◆ Source passage ◆
═══

What does coriander offer health wise? Coriander or cilantro is a fascinating herb because its intense flavour is one people either love or really dislike. It turns out there’s a really interesting reason for this curiosity.
Coriander, cilantro or dhaniya (the common name in India) has incredible health benefits for your body which include, but are not limited to: reducing and treating skin inflammation, indigestion, menstrual and blood sugar disorders.
Coriander is packed full of vitamins K, A and C. 100g of coriander can provide 388% of your recommended daily intake of vitamin K, 135% for Vitamin A and 45% for vitamin C. The recommended daily intake for vitamin K depends on age and gender. Women aged 19 years and over should consume 90 micrograms (mcg) a day, and men should have 120 mcg. Vitamin K can help the blood clot as well as help with osteoporosis.
Recent studies by the University of Carolina have shown a correlation between vitamin K and anti-aging. The studies have shown one of the major functions of vitamin K is to regulate calcium in bones and in the brain. Those with low levels of vitamin K have dysregulated calcium in their brains, one of the main causes of Alzheimer’s.
100g of coriander contains 11% of your recommended daily fibre intake, 4% protein and only 1% of your recommended calories.
100g of coriander contains 21% of your daily intake of manganese recommendations, 15% potassium and 11% copper.
The soap gene
The most common reason for controversy about coriander is the claim it tastes like soap. You may be more concerned about why people are familiar with the taste of soap! The good news is that people who think coriander tastes like soap aren’t going crazy. Scientist have discovered that these people carry the olfactory-receptor gene also called OR6A2. Carrying this gene means you’re more sensitive to the smell of aldehyde chemicals, found both in coriander and soap! Who knew?

═══

◆ Record extracts ◆
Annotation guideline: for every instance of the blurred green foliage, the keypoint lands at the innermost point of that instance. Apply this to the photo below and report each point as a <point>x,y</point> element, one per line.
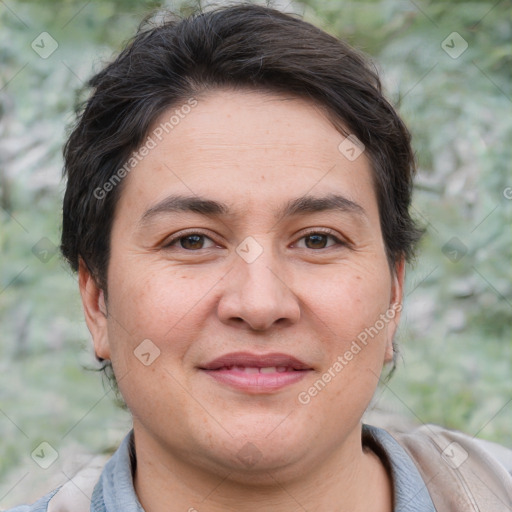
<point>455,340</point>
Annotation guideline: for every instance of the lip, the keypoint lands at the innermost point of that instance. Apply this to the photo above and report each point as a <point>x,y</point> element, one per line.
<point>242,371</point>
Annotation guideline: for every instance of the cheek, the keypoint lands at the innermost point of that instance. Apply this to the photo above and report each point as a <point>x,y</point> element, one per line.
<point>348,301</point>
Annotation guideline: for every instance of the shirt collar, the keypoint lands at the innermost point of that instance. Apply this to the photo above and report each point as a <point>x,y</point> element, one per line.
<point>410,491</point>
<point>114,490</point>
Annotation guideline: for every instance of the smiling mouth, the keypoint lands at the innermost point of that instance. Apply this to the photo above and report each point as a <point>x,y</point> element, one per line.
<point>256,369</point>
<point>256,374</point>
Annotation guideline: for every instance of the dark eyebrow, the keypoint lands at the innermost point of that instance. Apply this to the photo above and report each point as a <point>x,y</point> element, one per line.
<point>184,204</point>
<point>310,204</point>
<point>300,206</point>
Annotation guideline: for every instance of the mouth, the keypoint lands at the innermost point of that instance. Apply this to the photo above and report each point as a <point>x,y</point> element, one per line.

═══

◆ Required tasks ◆
**a)** Reproduce part of the coriander passage word for word: begin at the words "100g of coriander contains 21%" and stop after "soap! Who knew?".
**b)** Name every mineral for which the coriander passage gives a percentage of the recommended daily intake supplied by 100g of coriander.
The items have nothing to do with the coriander passage.

◆ Answers ◆
**a)**
100g of coriander contains 21% of your daily intake of manganese recommendations, 15% potassium and 11% copper.
The soap gene
The most common reason for controversy about coriander is the claim it tastes like soap. You may be more concerned about why people are familiar with the taste of soap! The good news is that people who think coriander tastes like soap aren’t going crazy. Scientist have discovered that these people carry the olfactory-receptor gene also called OR6A2. Carrying this gene means you’re more sensitive to the smell of aldehyde chemicals, found both in coriander and soap! Who knew?

**b)** Manganese, potassium and copper.